EXERCISE AIM. Please edit the data below by replacing each "One pin per instance" with "Place a single pin on each instance" and keeping everything else the same.

>> Start

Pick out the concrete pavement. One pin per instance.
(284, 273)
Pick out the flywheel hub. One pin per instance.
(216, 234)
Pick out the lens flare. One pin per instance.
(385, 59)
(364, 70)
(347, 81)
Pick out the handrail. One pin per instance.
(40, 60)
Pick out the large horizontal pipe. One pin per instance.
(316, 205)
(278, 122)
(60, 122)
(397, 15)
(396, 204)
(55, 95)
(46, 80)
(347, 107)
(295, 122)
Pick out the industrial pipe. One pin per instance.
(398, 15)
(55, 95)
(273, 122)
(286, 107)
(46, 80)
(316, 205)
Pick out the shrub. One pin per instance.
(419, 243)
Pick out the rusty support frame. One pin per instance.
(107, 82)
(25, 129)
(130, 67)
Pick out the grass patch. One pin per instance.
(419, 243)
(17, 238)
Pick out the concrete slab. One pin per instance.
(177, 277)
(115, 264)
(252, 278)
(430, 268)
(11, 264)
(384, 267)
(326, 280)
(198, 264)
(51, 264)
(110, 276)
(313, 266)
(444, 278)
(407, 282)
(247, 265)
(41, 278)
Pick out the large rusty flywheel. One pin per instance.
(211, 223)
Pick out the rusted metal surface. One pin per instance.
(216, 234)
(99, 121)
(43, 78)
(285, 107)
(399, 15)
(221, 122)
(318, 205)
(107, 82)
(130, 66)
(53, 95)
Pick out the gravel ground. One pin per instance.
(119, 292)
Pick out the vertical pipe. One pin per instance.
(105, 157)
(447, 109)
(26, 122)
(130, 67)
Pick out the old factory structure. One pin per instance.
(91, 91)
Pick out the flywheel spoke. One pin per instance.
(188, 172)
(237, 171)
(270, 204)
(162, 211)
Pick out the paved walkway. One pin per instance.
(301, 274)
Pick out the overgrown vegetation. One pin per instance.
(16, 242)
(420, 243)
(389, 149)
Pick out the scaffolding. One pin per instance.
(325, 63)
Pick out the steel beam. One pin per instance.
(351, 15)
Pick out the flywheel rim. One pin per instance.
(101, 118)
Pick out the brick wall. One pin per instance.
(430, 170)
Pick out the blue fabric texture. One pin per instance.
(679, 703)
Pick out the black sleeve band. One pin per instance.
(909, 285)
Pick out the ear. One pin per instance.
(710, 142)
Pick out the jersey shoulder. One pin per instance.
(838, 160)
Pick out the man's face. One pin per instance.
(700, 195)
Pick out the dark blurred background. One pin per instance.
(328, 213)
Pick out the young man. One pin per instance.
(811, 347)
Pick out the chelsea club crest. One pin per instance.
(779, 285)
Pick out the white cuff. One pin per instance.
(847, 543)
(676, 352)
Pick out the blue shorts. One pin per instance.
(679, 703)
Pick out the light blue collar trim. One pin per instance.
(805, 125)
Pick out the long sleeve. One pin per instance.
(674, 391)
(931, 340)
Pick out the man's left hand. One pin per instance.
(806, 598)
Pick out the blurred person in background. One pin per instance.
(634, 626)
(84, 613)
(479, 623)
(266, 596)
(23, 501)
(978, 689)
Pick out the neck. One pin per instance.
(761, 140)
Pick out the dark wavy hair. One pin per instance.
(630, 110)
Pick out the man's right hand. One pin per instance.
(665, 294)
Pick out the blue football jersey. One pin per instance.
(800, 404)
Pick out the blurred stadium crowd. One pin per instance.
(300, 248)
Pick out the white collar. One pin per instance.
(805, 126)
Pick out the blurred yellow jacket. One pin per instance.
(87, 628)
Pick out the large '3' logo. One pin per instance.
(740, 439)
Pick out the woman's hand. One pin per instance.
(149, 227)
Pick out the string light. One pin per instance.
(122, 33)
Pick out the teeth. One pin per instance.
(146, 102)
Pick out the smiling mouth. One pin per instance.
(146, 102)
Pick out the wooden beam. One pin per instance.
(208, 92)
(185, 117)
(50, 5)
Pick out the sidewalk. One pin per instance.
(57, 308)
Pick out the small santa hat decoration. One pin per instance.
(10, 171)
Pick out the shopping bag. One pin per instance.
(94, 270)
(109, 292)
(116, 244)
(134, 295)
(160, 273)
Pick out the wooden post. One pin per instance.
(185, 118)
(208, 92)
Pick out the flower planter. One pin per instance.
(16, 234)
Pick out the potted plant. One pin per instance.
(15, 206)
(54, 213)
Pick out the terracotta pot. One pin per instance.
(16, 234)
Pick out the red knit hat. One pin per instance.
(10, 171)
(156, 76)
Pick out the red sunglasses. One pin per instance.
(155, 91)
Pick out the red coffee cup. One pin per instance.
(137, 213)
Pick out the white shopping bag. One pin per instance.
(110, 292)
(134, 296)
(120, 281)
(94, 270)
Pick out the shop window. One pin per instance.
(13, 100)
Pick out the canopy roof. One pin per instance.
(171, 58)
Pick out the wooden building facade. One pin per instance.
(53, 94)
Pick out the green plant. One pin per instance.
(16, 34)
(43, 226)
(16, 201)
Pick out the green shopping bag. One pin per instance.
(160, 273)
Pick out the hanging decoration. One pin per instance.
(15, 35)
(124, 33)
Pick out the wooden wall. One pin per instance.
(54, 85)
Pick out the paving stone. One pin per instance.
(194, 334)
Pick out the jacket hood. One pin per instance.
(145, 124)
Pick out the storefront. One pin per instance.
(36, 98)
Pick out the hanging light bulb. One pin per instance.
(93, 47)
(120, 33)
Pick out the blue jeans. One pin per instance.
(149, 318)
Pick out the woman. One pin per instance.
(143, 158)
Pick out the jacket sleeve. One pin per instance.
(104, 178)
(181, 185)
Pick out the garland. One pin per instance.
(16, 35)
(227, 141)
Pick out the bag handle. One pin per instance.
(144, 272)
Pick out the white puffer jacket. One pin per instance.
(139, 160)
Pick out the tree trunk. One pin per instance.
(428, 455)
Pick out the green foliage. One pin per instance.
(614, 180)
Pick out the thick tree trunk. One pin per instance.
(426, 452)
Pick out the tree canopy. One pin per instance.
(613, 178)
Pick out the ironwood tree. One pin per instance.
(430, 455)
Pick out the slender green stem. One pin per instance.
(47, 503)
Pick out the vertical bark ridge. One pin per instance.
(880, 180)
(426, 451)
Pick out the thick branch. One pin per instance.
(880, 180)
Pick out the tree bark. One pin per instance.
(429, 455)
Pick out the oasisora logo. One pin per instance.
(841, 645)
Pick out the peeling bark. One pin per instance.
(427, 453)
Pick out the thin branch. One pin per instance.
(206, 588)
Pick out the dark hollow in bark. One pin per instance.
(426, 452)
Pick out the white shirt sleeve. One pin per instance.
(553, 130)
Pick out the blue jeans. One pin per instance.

>> End

FINISHED ANSWER.
Pick out the concrete pavement. Place a single pin on each instance.
(284, 273)
Pick out the flywheel hub. Place a single pin on each instance.
(216, 234)
Pick out the lens flare. Place a single pin on each instance.
(385, 59)
(364, 70)
(347, 81)
Pick out the handrail. Place a single pin on each instance.
(40, 60)
Pick out the large horizontal pipe. Place a single pin on each instance.
(316, 205)
(278, 122)
(60, 122)
(397, 15)
(396, 204)
(55, 95)
(46, 80)
(347, 107)
(295, 122)
Pick out the industrial pipe. Place a single pin on each instance.
(398, 15)
(55, 95)
(273, 122)
(286, 107)
(46, 80)
(316, 205)
Pick out the shrub. Place a single pin on each instance.
(419, 243)
Pick out the rusty support frame. Place a single pin on each instance.
(107, 82)
(25, 129)
(130, 67)
Pick out the grass patch. Place a single pin on each instance.
(419, 243)
(17, 238)
Pick out the concrete slab. Place a single pin on each instance.
(177, 277)
(115, 264)
(252, 278)
(430, 268)
(11, 264)
(384, 267)
(326, 280)
(198, 264)
(51, 264)
(110, 276)
(313, 266)
(444, 278)
(407, 282)
(247, 265)
(41, 278)
Pick out the large rusty flywheel. Place a single pin on each instance.
(211, 223)
Pick out the rusted metal surface. Place a single pin on each instance.
(216, 234)
(99, 121)
(43, 78)
(285, 107)
(399, 15)
(221, 122)
(318, 205)
(107, 82)
(130, 66)
(53, 95)
Pick out the gravel ground. Place a single pin on each instance.
(119, 292)
Pick out the vertical pipe. Place a single pin on each instance.
(105, 157)
(447, 109)
(26, 122)
(130, 67)
Pick out the old factory structure. Place a single pin on each instance.
(91, 91)
Pick out the flywheel spoke. Place a single pin on each instance.
(188, 172)
(237, 171)
(270, 204)
(162, 211)
Pick out the paved walkway. Place a single pin on each instance.
(301, 274)
Pick out the overgrown vegetation. Place a single pin on each instance.
(16, 242)
(420, 243)
(389, 149)
Pick out the scaffolding. Place a single pin on each instance.
(325, 63)
Pick out the steel beam. Place a single pin on each instance.
(351, 15)
Pick out the flywheel rim. Place a single pin on each instance.
(101, 118)
Pick out the brick wall. Place a single pin on each instance.
(430, 170)
Pick out the blue fabric texture. Place a single pin on each instance.
(679, 703)
Pick out the black sleeve band. Place a single pin on each instance.
(909, 285)
Pick out the ear. Place a single pin on each instance.
(710, 142)
Pick out the jersey shoulder. Place a single pin on each instance.
(838, 160)
Pick out the man's face. Place a single pin on each instance.
(700, 195)
Pick out the dark blurred background. Place a single pin on each instance.
(328, 213)
Pick out the young man. Place a single pin on each instance.
(811, 347)
Pick out the chelsea club crest. Place a single pin on each instance.
(779, 285)
Pick out the white cuff. Place a single pin on each instance.
(847, 543)
(676, 352)
Pick out the blue shorts. Place a single pin on each instance.
(679, 703)
Pick out the light blue collar trim. Place a single pin on each instance.
(805, 125)
Pick out the long sleeve. Place a single pin on each instance.
(674, 391)
(931, 340)
Pick out the man's left hand. Place a single pin on each instance.
(806, 598)
Pick out the blurred person in background. Place a single pin on each instance.
(634, 626)
(84, 613)
(479, 623)
(266, 596)
(23, 501)
(978, 689)
Pick out the neck. Place a single pin on each instance.
(761, 140)
Pick out the dark wavy hair. Place a single pin on each instance.
(630, 110)
Pick out the man's right hand. Place a single pin on each instance.
(665, 294)
Pick out the blue football jersey. Place a single pin on each instance.
(800, 404)
Pick out the blurred stadium crowd. Place a single pin on each instance.
(300, 248)
Pick out the white collar. Place a single pin on each instance.
(805, 126)
Pick out the blurred yellow jacket. Place a single pin on each instance.
(87, 628)
Pick out the large '3' logo. Place a single pin on each instance.
(740, 439)
Pick out the woman's hand. Place a single pin on each instance.
(149, 227)
Pick out the string light. Place a single pin on each instance.
(122, 33)
Pick out the teeth. Place a single pin on each instance.
(146, 102)
Pick out the smiling mouth. Place a single pin on each instance.
(146, 102)
Pick out the wooden beam. Place a single pin on each instance.
(208, 92)
(185, 117)
(50, 5)
Pick out the sidewalk. Place a single pin on each instance.
(57, 308)
Pick out the small santa hat decoration. Place a single pin on each instance.
(10, 171)
Pick out the shopping bag. Place a single pin on each instance.
(94, 270)
(109, 292)
(116, 244)
(134, 295)
(160, 273)
Pick out the wooden post. Place a single pin on each instance.
(185, 118)
(208, 92)
Pick out the flower planter. Place a single pin on each instance.
(16, 234)
Pick out the potted plant. Place a single pin on each instance.
(15, 206)
(54, 213)
Pick out the terracotta pot. Place a single pin on each instance.
(16, 234)
Pick out the red knit hat. Place a single pin on each instance.
(10, 171)
(156, 76)
Pick out the red sunglasses. Place a single pin on each instance.
(155, 91)
Pick out the red coffee cup. Place a single pin on each instance.
(137, 213)
Pick out the white shopping bag. Place a single pin on each instance.
(110, 292)
(134, 296)
(120, 281)
(94, 270)
Pick out the shop window. Place a single pin on each instance.
(13, 100)
Pick out the canopy roof. Place a single pin on each instance.
(171, 58)
Pick out the wooden building facade. Place a single pin on each instance.
(53, 94)
Pick out the green plant. Place a single pin on each instance.
(16, 34)
(43, 226)
(16, 201)
Pick out the green shopping bag. Place a single pin on each instance.
(160, 273)
Pick out the hanging decoration. Place a single pin on each instance.
(15, 35)
(124, 33)
Pick out the wooden wall. Place a single pin on each instance.
(54, 85)
Pick out the paving stone. Place a single pin on each instance.
(194, 334)
Pick out the jacket hood. Place a single pin on each instance.
(145, 124)
Pick out the storefront. Place a single pin on each instance.
(36, 98)
Pick out the hanging light bulb. Place a single pin on each instance.
(93, 47)
(120, 33)
Pick out the blue jeans. Place a single pin on each instance.
(149, 318)
Pick out the woman. Place a single pin on each instance.
(143, 158)
Pick out the jacket sleeve. Place a single pin on each instance.
(104, 178)
(181, 185)
Pick out the garland. Place a single pin on each instance.
(16, 35)
(227, 141)
Pick out the bag handle. Place a single pin on each instance.
(144, 272)
Pick out the white puffer jacket. Place a single pin on each instance.
(139, 160)
Pick out the tree trunk. Place a single pin on each instance.
(428, 455)
Pick out the green foliage. Place a single pin on each instance.
(614, 180)
Pick out the thick tree trunk. Place a single pin on each instance.
(426, 452)
Pick out the tree canopy. Place a single pin on each instance.
(613, 178)
Pick out the ironwood tree. Place a single pin on each instance.
(430, 455)
Pick out the slender green stem. Place a single pin on each instance.
(47, 503)
Pick out the vertical bark ridge. Place a single pin on each instance.
(880, 180)
(426, 451)
Pick out the thick branch. Place a single pin on each instance.
(880, 180)
Pick out the tree bark. Place a single pin on each instance.
(429, 455)
Pick out the oasisora logo. Place a single pin on each instance.
(841, 645)
Pick out the peeling bark. Place a single pin on each instance.
(427, 453)
Pick out the thin branch. Place a single pin on each instance.
(206, 588)
Pick out the dark hollow in bark. Place a single pin on each instance.
(426, 452)
Pick out the white shirt sleeve. Place a single pin on each instance.
(553, 130)
Pick out the blue jeans. Place a single pin on each instance.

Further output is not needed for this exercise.